▶ **Activity**:
All that is wanted is how many lines in the records below include the string "above".
(Materials provided Opens)
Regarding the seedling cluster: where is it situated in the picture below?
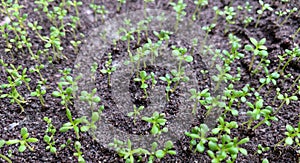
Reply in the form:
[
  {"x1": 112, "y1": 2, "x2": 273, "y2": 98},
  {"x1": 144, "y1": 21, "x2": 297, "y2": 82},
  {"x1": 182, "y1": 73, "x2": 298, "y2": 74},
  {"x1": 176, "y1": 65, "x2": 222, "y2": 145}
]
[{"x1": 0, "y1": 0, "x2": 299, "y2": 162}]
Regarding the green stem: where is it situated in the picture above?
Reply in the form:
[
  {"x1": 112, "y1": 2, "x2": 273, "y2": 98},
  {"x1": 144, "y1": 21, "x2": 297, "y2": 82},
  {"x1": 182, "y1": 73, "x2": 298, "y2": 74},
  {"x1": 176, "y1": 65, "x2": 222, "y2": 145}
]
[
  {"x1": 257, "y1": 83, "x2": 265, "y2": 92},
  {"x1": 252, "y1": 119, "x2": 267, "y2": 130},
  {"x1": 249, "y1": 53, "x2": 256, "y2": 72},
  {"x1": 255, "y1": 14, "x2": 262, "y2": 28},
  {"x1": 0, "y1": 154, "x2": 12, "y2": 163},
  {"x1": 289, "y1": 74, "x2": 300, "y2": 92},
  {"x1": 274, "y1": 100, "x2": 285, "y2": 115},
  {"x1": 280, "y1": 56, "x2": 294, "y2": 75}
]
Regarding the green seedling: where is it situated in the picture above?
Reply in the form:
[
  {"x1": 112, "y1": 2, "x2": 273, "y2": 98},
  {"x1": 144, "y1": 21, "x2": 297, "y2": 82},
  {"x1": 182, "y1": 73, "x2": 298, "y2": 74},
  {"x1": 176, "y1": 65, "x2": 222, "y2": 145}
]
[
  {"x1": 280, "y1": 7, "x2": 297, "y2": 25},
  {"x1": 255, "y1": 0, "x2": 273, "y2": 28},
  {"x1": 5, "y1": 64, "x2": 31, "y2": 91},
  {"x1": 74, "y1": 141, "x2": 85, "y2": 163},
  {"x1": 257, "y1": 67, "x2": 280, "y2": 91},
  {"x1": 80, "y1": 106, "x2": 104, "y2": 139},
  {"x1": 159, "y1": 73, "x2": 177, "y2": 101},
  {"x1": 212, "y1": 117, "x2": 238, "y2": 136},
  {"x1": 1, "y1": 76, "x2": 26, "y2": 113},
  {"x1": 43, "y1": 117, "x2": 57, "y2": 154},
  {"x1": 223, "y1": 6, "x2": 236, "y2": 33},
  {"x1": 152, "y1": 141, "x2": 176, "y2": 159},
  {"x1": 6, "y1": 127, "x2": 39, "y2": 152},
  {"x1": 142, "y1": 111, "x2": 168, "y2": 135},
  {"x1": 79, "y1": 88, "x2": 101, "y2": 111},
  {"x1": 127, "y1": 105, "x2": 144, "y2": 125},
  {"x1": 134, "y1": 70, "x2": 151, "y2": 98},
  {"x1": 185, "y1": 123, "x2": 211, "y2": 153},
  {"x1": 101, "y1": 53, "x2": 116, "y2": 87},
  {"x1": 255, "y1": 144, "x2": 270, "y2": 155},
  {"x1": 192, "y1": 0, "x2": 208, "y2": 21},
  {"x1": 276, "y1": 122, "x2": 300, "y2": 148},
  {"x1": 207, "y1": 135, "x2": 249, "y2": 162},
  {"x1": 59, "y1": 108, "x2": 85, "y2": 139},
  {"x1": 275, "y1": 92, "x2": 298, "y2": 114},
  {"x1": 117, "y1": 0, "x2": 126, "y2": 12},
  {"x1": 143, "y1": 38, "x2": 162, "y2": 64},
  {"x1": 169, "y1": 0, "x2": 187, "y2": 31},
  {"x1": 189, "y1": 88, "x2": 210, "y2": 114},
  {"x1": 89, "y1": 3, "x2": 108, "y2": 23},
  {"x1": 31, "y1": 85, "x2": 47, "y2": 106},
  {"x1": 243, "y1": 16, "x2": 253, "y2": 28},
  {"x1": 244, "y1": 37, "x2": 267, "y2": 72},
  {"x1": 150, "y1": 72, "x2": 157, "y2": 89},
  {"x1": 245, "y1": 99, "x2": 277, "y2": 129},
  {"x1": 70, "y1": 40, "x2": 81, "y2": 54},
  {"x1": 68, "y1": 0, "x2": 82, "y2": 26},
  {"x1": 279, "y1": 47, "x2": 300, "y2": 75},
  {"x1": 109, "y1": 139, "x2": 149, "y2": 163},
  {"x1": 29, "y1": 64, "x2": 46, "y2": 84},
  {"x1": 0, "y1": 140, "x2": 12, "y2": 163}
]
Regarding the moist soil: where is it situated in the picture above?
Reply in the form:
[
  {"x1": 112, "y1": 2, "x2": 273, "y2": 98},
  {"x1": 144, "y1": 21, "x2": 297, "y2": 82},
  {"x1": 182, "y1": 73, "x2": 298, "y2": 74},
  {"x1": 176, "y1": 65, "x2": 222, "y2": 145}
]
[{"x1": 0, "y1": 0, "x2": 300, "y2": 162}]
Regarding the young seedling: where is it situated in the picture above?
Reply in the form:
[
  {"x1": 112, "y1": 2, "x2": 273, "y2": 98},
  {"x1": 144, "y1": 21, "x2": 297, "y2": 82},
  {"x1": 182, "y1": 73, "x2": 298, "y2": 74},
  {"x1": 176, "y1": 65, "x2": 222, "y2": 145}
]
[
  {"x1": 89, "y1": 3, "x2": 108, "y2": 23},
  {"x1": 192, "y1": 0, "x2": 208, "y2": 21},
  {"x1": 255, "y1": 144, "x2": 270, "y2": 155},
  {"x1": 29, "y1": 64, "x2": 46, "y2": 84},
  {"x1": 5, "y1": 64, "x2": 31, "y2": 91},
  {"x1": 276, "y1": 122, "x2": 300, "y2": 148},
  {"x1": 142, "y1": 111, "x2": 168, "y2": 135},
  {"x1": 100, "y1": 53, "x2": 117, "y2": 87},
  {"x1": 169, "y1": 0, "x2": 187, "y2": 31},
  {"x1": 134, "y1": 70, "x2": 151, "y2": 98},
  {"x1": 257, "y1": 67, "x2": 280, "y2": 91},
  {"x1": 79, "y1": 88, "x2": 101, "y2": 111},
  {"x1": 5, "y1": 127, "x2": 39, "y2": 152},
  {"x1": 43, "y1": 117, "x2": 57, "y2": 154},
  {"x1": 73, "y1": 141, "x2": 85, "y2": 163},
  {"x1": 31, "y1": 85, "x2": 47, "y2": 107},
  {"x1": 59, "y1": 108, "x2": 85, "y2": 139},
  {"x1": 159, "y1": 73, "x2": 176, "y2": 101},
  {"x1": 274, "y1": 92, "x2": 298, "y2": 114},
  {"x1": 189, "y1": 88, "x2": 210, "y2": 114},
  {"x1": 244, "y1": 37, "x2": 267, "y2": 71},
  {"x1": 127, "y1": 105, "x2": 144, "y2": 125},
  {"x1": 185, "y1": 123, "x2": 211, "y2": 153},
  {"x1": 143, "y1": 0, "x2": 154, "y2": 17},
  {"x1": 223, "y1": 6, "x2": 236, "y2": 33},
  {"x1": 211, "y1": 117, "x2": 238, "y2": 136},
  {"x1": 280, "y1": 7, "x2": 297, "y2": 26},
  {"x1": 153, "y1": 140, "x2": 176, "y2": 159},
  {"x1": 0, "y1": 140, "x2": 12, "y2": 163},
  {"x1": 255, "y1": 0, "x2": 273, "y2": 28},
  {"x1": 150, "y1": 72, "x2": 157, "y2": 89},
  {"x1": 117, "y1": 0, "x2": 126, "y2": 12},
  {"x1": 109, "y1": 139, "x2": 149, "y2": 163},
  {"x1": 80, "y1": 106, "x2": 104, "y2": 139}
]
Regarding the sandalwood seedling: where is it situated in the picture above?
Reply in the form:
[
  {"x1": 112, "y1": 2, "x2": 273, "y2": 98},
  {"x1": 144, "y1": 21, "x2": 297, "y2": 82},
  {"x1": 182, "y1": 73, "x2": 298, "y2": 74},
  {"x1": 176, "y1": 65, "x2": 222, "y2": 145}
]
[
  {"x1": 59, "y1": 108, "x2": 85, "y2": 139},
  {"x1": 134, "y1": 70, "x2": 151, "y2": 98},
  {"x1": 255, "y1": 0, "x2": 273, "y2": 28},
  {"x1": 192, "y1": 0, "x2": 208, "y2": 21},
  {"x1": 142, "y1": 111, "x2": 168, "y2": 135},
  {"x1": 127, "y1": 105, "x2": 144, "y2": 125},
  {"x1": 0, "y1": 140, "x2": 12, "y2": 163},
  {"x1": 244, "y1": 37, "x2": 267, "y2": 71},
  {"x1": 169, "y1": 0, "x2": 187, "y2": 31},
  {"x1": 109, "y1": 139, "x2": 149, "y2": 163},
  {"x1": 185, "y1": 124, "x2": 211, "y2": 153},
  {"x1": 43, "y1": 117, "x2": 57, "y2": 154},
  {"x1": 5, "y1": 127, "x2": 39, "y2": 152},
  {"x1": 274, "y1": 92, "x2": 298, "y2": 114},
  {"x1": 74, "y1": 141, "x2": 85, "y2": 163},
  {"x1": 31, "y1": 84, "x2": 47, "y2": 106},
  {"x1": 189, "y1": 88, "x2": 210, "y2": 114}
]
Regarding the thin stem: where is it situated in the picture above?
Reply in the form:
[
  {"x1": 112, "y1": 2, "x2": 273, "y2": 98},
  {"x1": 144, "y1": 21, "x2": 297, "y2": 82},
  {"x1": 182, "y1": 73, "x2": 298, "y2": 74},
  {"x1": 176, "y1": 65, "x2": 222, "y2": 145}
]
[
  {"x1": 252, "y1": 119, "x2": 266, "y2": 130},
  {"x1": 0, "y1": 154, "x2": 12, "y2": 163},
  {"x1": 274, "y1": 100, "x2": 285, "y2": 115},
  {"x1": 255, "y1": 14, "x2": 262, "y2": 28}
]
(Materials provided Closes)
(Materials provided Opens)
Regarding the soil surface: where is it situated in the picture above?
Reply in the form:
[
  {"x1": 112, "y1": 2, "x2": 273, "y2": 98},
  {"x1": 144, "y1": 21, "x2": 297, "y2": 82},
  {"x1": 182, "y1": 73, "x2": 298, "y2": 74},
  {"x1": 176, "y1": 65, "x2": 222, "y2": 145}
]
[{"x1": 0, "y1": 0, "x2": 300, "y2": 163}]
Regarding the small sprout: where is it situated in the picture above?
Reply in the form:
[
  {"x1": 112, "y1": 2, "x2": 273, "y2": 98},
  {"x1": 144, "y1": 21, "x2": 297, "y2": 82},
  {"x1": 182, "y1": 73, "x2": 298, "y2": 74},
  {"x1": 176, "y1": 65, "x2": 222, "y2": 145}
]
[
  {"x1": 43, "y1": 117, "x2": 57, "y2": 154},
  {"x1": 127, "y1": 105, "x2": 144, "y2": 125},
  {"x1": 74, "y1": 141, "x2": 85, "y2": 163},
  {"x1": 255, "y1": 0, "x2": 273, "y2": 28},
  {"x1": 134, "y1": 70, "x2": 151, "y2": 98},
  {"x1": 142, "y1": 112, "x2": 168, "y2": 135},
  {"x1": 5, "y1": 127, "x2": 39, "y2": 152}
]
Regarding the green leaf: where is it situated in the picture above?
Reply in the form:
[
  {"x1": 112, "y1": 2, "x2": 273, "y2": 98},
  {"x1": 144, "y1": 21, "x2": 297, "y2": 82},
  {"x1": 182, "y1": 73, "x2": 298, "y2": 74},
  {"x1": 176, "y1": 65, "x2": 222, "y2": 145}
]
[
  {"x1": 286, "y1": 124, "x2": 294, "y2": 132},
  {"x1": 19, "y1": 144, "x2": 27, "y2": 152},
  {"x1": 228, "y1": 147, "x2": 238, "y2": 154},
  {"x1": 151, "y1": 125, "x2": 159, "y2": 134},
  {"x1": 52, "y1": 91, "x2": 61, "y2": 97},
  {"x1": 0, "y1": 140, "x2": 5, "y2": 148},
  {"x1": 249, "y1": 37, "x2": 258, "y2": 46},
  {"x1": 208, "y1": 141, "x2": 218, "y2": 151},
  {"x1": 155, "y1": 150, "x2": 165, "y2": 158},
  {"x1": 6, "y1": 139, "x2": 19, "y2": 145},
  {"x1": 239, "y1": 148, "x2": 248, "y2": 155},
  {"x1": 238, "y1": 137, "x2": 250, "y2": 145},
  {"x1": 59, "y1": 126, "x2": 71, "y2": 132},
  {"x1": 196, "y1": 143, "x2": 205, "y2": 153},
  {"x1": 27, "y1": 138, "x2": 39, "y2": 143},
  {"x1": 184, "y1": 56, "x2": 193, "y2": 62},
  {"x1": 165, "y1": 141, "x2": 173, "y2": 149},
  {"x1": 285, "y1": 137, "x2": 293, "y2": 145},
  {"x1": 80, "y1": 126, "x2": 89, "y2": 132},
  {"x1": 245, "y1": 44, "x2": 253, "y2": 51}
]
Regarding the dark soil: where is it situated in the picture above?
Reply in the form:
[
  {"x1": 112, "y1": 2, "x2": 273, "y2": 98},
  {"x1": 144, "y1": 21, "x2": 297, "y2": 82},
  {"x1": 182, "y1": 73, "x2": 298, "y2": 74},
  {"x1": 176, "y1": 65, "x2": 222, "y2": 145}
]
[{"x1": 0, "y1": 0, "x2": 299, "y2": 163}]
(Materials provided Closes)
▶ **Task response**:
10